*Set problem*. Please write out the records again, starting with the line that contains "Tag every instance of the white" and going on through the end of the records, both ends included, and nothing else. Keep the requests as they are, but multiply every point coordinate in the answers by 0.35 and round to whole numbers, with halves rounded up.

>> Start Items

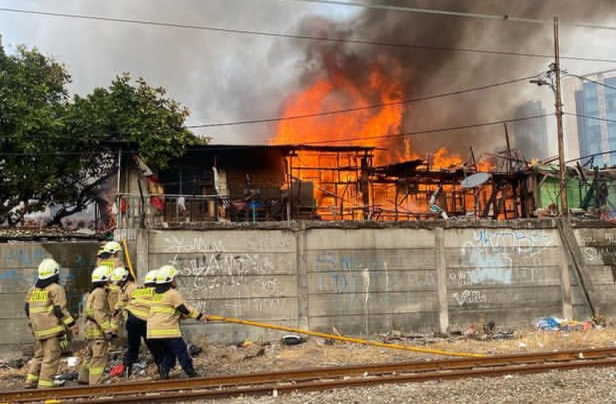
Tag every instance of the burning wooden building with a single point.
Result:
(309, 182)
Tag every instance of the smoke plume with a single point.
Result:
(424, 72)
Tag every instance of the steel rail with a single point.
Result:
(423, 370)
(357, 382)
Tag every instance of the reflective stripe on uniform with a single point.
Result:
(31, 378)
(165, 310)
(139, 313)
(46, 383)
(164, 332)
(48, 332)
(97, 370)
(44, 309)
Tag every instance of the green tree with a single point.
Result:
(60, 151)
(33, 100)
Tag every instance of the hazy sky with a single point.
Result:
(227, 77)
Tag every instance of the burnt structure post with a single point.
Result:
(559, 123)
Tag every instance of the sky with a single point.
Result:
(220, 77)
(225, 77)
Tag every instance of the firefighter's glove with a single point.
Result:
(64, 343)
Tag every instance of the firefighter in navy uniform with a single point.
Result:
(98, 328)
(163, 325)
(135, 302)
(49, 318)
(126, 284)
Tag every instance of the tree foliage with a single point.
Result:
(55, 150)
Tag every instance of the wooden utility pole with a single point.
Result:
(559, 124)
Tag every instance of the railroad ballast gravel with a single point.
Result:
(590, 386)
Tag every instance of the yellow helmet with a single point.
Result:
(150, 277)
(112, 247)
(166, 274)
(118, 274)
(100, 274)
(48, 268)
(101, 251)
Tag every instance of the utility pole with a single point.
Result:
(559, 124)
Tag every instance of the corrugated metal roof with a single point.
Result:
(285, 148)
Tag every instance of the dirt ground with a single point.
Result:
(251, 357)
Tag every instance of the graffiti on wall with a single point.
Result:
(600, 249)
(23, 259)
(206, 267)
(490, 256)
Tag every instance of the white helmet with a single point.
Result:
(100, 274)
(119, 274)
(150, 277)
(166, 274)
(112, 247)
(48, 268)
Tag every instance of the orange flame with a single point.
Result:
(378, 127)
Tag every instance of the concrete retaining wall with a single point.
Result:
(368, 280)
(362, 279)
(18, 266)
(598, 251)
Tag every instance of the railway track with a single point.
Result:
(316, 379)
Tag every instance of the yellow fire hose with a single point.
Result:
(127, 255)
(342, 338)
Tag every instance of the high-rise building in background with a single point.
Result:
(590, 106)
(531, 136)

>> End Items

*Correct output*.
Tag every instance of the white helmet with a single point.
Result:
(35, 96)
(42, 96)
(53, 97)
(58, 96)
(39, 86)
(17, 94)
Tag every instance of the orange flame with a single point.
Result:
(132, 44)
Tag every instance of the concrete retaining wall with a single point.
Result:
(129, 98)
(127, 98)
(6, 93)
(209, 88)
Tag every instance of the railway track with a single point.
Result:
(111, 133)
Tag every instance of the yellow fire hose with a single point.
Result:
(44, 89)
(120, 118)
Tag every instance of the high-rise building in background with a single point.
Result:
(207, 37)
(186, 48)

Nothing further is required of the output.